# Exercise
For this exercise, write out every entry exactly and leave the pictures out.

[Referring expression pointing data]
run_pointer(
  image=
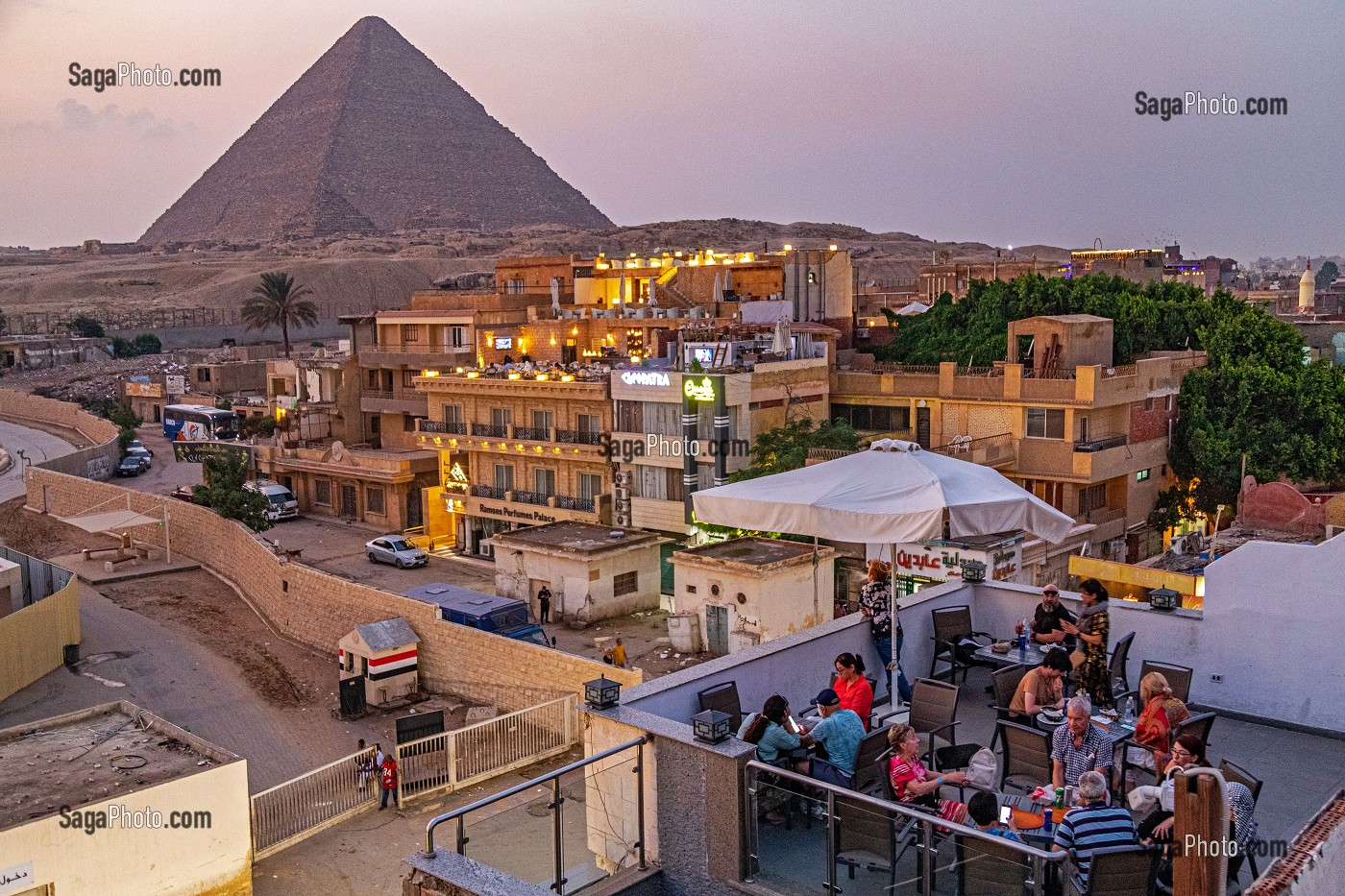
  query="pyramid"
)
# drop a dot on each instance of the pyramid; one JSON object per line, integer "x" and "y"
{"x": 373, "y": 137}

# Written answer
run_pointer(
  image=
  query="pyramid"
)
# drop a dot on each instance of the pyramid; one JSON object per line, integer "x" and "y"
{"x": 373, "y": 137}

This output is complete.